### THE PROBLEM
Shift every coordinate in the answers up by 98, and write those lines out again in full. Begin at the line that has "the shrub covered", stop at the end of the entries, and leave out the pictures.

### SUPPLIED MATERIAL
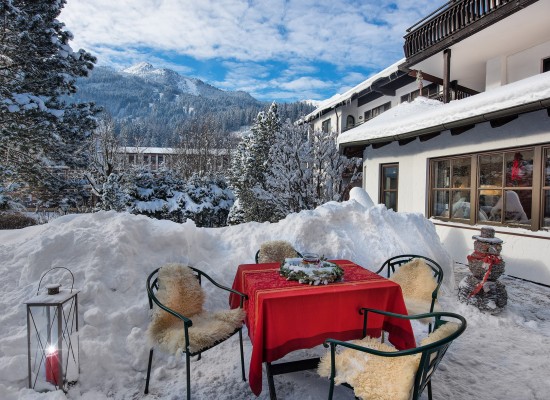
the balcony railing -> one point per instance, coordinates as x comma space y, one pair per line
451, 18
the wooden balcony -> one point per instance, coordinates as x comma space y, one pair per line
453, 22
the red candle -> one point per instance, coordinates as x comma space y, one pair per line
52, 367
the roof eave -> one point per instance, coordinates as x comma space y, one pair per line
348, 148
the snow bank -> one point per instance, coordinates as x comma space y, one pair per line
111, 254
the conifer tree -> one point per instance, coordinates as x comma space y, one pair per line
251, 164
38, 69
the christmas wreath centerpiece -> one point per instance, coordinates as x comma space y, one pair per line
311, 270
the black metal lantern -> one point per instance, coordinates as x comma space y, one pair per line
52, 336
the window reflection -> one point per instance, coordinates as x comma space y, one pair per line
519, 168
514, 204
461, 173
441, 203
490, 170
442, 174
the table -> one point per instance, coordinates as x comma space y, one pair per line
283, 316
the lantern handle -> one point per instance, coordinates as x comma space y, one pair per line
48, 271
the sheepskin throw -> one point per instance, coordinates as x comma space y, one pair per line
417, 283
379, 378
276, 251
180, 291
373, 377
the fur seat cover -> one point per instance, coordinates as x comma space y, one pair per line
375, 377
180, 291
417, 283
276, 251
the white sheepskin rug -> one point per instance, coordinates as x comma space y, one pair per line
180, 291
417, 283
379, 378
276, 251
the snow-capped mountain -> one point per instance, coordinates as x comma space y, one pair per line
166, 77
160, 102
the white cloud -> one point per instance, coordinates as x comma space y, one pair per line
354, 34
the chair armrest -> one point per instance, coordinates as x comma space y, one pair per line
334, 343
365, 311
236, 292
187, 321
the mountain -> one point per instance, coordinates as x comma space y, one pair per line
156, 106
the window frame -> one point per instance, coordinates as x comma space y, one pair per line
382, 186
537, 188
350, 121
368, 114
326, 125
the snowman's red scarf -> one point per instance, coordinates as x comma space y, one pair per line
489, 259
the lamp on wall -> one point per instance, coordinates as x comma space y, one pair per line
52, 336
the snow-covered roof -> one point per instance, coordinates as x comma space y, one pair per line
424, 115
342, 98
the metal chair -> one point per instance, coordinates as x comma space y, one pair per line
393, 263
429, 355
152, 291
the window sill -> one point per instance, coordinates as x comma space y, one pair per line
503, 230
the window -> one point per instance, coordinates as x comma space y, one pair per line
546, 190
325, 126
502, 188
350, 122
451, 181
389, 177
370, 114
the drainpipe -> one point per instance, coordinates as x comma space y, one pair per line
447, 76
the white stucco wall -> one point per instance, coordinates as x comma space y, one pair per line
495, 75
527, 254
527, 62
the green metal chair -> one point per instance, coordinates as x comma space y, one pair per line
152, 289
430, 354
389, 267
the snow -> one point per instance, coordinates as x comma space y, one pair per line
111, 254
424, 113
346, 96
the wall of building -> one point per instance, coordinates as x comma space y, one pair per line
527, 63
526, 252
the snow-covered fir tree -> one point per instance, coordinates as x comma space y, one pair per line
250, 166
104, 154
289, 176
328, 167
160, 194
38, 130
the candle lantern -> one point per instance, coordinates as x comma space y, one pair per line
52, 336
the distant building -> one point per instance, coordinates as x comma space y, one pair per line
186, 160
480, 154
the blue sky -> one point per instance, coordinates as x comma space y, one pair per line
280, 50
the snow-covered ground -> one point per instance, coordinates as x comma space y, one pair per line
498, 357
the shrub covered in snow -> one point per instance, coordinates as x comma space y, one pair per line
159, 194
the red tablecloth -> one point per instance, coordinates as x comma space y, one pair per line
283, 316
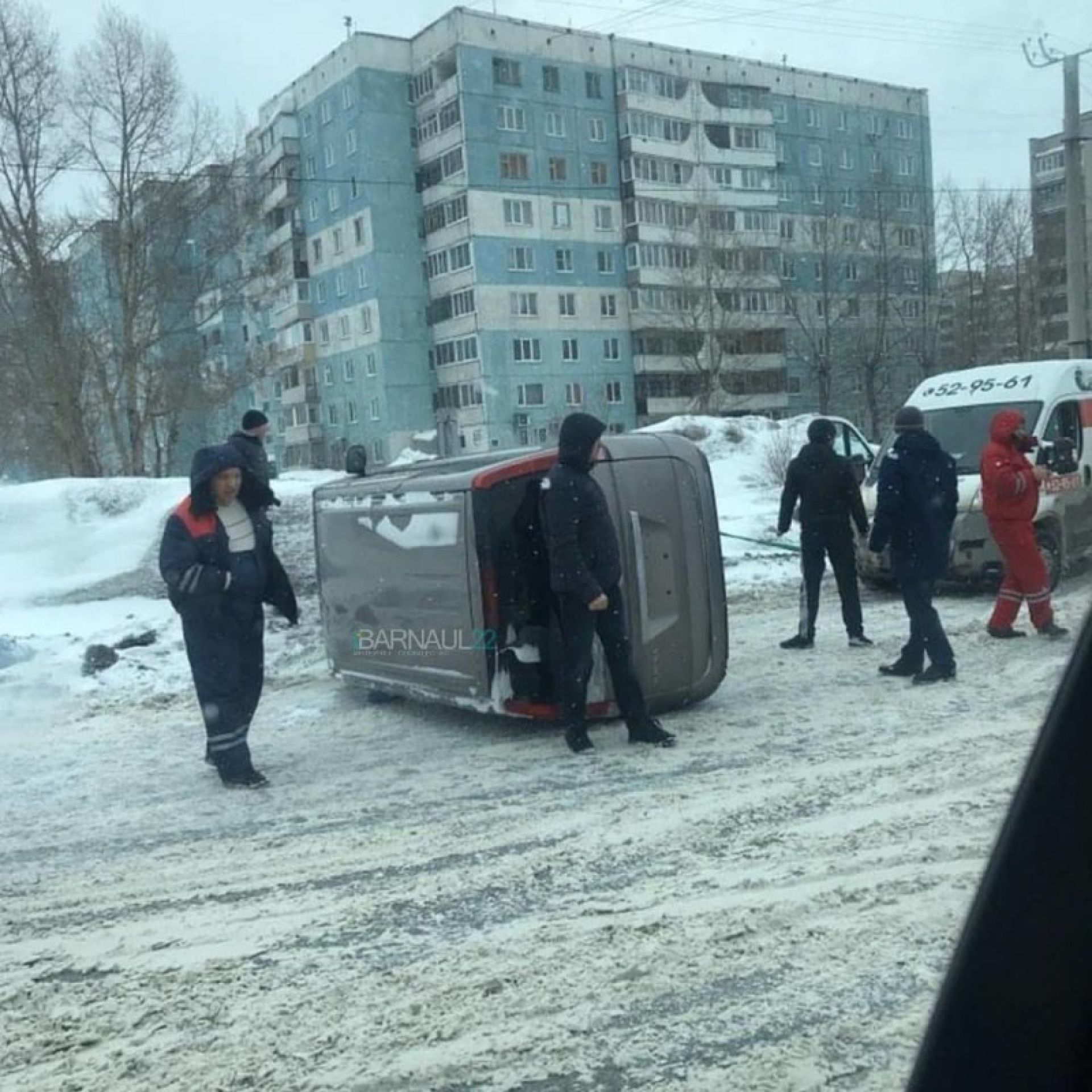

### OUTPUT OF THE TASK
the shrub covered in snow -> one point per instance, coordinates as x comma space y, one pair per line
257, 292
the red tablecloth -> one point per instance, coordinates as x comma space y, one pair per line
381, 414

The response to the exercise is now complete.